## [To do]
Print every entry below word for word, with no changes.

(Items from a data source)
-- start --

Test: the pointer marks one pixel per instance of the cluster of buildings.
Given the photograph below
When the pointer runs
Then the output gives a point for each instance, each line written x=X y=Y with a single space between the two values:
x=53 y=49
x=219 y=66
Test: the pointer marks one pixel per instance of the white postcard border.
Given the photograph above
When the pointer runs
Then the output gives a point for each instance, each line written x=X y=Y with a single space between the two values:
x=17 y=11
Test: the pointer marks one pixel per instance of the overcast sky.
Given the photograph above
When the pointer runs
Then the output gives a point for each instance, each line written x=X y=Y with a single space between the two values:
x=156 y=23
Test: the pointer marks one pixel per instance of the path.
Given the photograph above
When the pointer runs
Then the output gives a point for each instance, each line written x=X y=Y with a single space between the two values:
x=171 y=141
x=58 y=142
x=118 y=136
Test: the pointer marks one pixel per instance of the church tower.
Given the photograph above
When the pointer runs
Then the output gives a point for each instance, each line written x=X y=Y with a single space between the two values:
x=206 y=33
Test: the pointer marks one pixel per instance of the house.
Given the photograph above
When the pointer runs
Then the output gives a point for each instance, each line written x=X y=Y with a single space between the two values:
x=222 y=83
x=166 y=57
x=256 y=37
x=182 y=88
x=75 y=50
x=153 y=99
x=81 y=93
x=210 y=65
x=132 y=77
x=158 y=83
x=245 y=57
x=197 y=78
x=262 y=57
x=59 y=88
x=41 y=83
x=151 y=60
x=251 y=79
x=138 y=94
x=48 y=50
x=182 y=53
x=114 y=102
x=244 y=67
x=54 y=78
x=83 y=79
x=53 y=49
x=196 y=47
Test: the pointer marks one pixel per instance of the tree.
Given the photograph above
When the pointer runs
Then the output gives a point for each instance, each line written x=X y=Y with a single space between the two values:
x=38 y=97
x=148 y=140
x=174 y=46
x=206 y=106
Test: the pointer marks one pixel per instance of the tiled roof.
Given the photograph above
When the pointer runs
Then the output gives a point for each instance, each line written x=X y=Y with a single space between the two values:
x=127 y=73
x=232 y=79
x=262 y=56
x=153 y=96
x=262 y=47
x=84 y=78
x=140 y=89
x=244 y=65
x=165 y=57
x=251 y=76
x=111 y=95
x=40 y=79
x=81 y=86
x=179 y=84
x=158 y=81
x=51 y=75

-- end --

## [Expected answer]
Test: the pointer marks one pixel per instance of the cluster of buildings.
Given the photograph below
When the pointer runs
Then the output gives a point for each instance, each line written x=X y=Y with a single space between the two values:
x=53 y=49
x=219 y=66
Test: the pointer marks one pixel per instance of the white postcard border.
Given the photograph above
When the pointer runs
Then the output gives a point for each instance, each line written x=X y=Y with a single space between the two values:
x=17 y=11
Test: the pointer marks one pixel per instance of the overcast sky.
Given the photograph above
When the pointer runs
Then the output gives a point for each instance, each line written x=X y=Y with a single space between the two values:
x=156 y=23
Test: the pointer marks one pixel per instance of the path.
Given the photograph above
When the pointer runs
Then the output gives a point for each instance, each line written x=X y=Y with a single space between the two values:
x=171 y=141
x=58 y=142
x=118 y=136
Test: the pointer marks one pixel per instance of the church tower.
Given the photograph above
When the pointer runs
Then the output gives a point for each instance, each line written x=X y=Y with a single space between the two values:
x=206 y=33
Test: the pointer marks one pixel per instance of the house.
Given the photograph above
When the pointer runs
Then the output gives a point for each instance, each line written x=X y=Y with a single space between the two values:
x=222 y=83
x=166 y=57
x=256 y=37
x=182 y=88
x=75 y=50
x=153 y=99
x=81 y=93
x=210 y=65
x=132 y=77
x=158 y=83
x=245 y=57
x=197 y=78
x=262 y=57
x=59 y=88
x=41 y=83
x=151 y=60
x=251 y=79
x=138 y=94
x=48 y=50
x=182 y=53
x=114 y=102
x=244 y=67
x=54 y=78
x=83 y=79
x=53 y=49
x=196 y=47
Test: the pointer marks one pixel per instance of the tree.
Given the photograph above
When the pointer runs
Then the output gives a point for each instance, each line written x=X y=Y with a single space between the two values:
x=38 y=97
x=148 y=140
x=174 y=46
x=206 y=106
Test: the pointer marks one pixel per instance of the tiled roof.
Given the photograph above
When the pointer runs
Then the output gives a point for each instance, each line written x=X y=Y with a single space between the two values:
x=127 y=73
x=232 y=79
x=262 y=56
x=153 y=96
x=262 y=47
x=84 y=78
x=140 y=89
x=244 y=65
x=165 y=57
x=251 y=76
x=111 y=95
x=40 y=79
x=81 y=86
x=179 y=84
x=158 y=81
x=51 y=75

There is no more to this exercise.